:: SOURCE DOCUMENT
1407 Soft bells of beauty and blue
blue gait
by Shauna Paull
Salt Spring Island: Mother Tongue Publishing, 2021
$19.95 / 9781896949888
Reviewed by Yvonne Blomer
*
Another word for gait is stride or way of walking, and Shauna Paull’s new poetry collection blue gait parallels the ways of walking through and on the land, with the natural world, beauty, women, and Indigenous people in mind. Her poems create parallels or contrasts between beauty: a “hummingbird a stellar’s jay” and violence: “even though our mines and pipelines clear-cuts and dams/… a woman sends a poem about male violence/ love poems to the face of it.” These poems are rich in empathy, not apathy, and rich in action: in the strength of being and of writing in this world.
blue gait is a book of untitled poems with small drawings of birds to mark the start of each poem. Because Paull eschews titles, the collection almost reads as a long poem, with illustrated pauses.
The book is beautifully designed. The sketches, font, script, and poems suggest journal entries or letters to loved ones. I would not always notice the small details, but those birds are essential markers to the poems: the quiet determined voice, unpunctuated, of small passerines hopping on the line, creating spaces, forming the very flow of poems and book. blue gait is a finely crafted artifact, both in its poems and in its creation. I wish to praise Mona Fertig and Mother Tongue Publishing for this — Fertig’s last book before the press closes.
If I open to any poem in this collection, such as “the one who plays four late sonaten” (p. 58), what I find is beauty: threads of song leading to grief or astonishment, and a discovery of how we humans interact with and alter the natural world around us. After “I wept,” the music from the human calls in the larger natural world — “then the treble of tumbling water,” and looks at the peril of the human, “the terrible leap of us.” From there, Paull offers a close moment and a parallel, “the sky train home/ a boy in a hoody plays harmonica like percussion,” and then to an intimate image, of a child and her “hair/ tangling in north shore clouds.” The poem ends on “somehow/ our bliss all our harm.”
“the one who plays four late sonaten” beautifully captures the elegance of blue gait, a humanist’s book that sees our infinite links to the natural world and each other but also how we imperil both. It holds praise in one hand, its opposite in the other, and moves between not the abstract notions of grief and hope but their exact and concrete sensory moments. Here we have human-made beauty and desecration as well; innocence and experience, as Blake might have said.
The first section, “carry my hand,” contains love poems to Shauna Paull’s granddaughter, to friends and family, poems of intimacy that contain the natural world with the human body sitting alongside, so that “a scarf the colour of grass spring azure sky/ all the colours of earth day // I knit on my rocker planet spinning / cities’ hearts imploding I knit unquietly with the dead.” All things here and throughout the book are intertwined, knitted, interlaced.
::::
● **TASK DESCRIPTION**: Resume the review of Shauna Paull's blue gait, picking up after its last sentence. The lines that come next are separate material and are not part of the review.
:: DATA SHOWN
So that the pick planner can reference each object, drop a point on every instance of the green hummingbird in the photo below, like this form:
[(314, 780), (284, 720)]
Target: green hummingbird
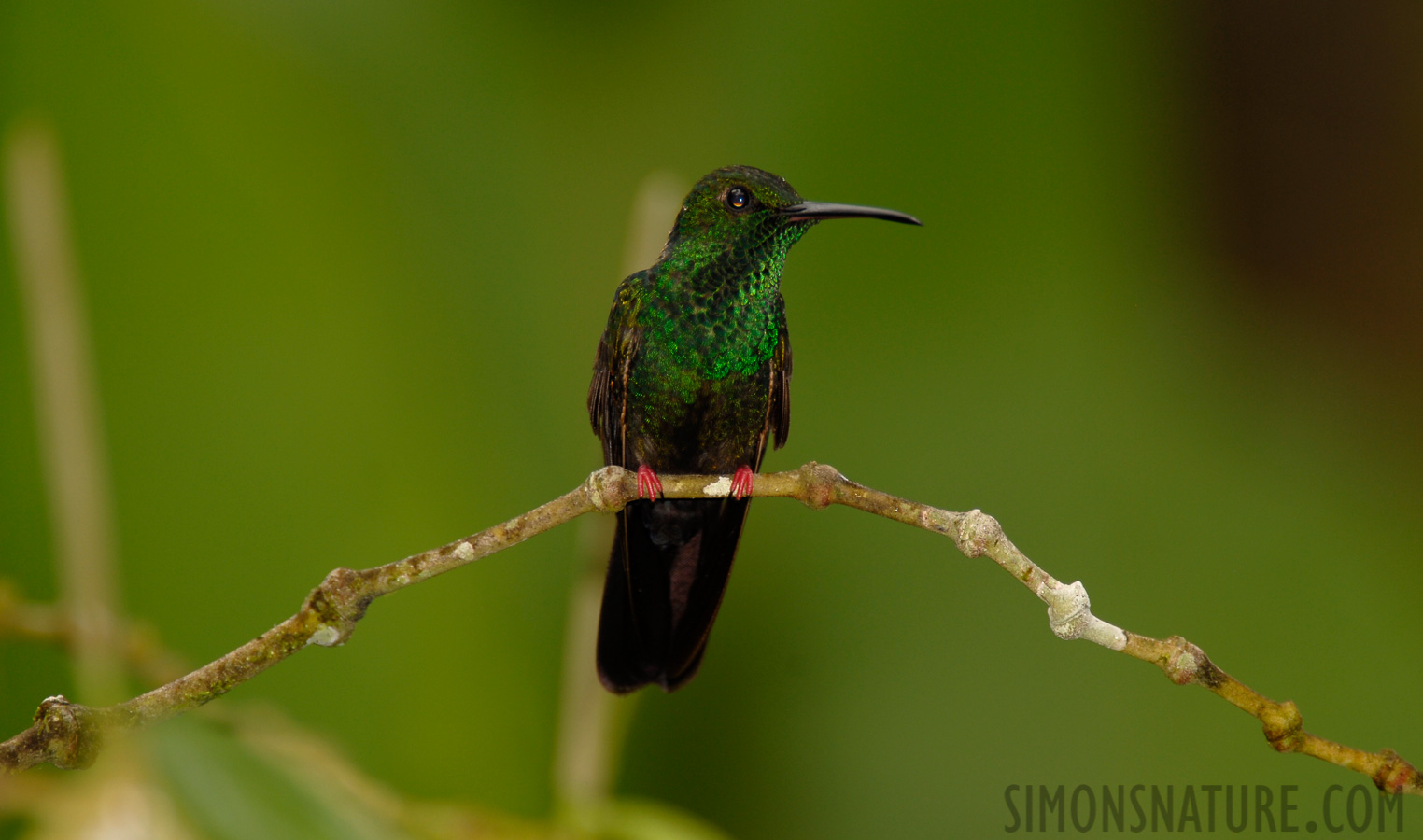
[(693, 377)]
::::
● **RESULT OF THIS TASK**:
In the second section, “brave as moonlight,” Paull encounters white entitlement and violence to women and land set against a hummingbird, a stellar’s jay, a cooper’s hawk. She allows images to fold over one another and further explores the juxtaposition: nothing is certain but so much goes on at once, both destruction and creation, working together, working against: “but there’s something a humming flung up/ billows out beyond/ the cash-cage…/ its myth of completeness.”
Beyond the spacing of poems on the page, Paull’s use of repetition creates an incantation-like quality, like drumbeats or footfalls, these echoes. In “now is later,” the first line is incanted throughout, “but now is later/ drone strikes beheadings/ raids on unist’ot’en oil spills…/ now is later/ her red slip-rhythmed grace.” Here also the political sits alongside the personal.
In the third and fourth sections, “sky because sky” and “enter the ceremony like water,” we shift into some denser poems that move quickly through spaces and language while maintaining the echoes of repetition and cadence: “all the way all the way around we made it all the way around this lake/ your bell sound hands and the lighting you sometimes wrestle…” Poems here feel not only denser, but fast paced and still flowing.
Here we find ancestors and the colours blue and red, the fear, the strength — blue sky, red dresses. The pace of walking in a neighbourhood and through memories and people captures me in blue gait, how multiple things or moments are noticed at once. In the poem that begins “to enter the ceremony broken,” that phrase leads to “arrive quietly/ lift gently/ your face to what is/ simple,” and then moves to “be unconcerned by the brash rancour of cities/ built over the bodies of these lands…” then “enter the ceremony like water/ arrive quietly/ palms gentled open.”
The final section “oldest portal” contains poems of still rage, still beauty, but also grief travels through. Though I have touched on the sections of blue gait, it holds in its entirety. It is a collection of poems made of multiple soft bells tolling both beauty and ugliness; the good humans do, and the bad; the horrors of settlers’ tenure on Indigenous land but also the friendships and inspirations.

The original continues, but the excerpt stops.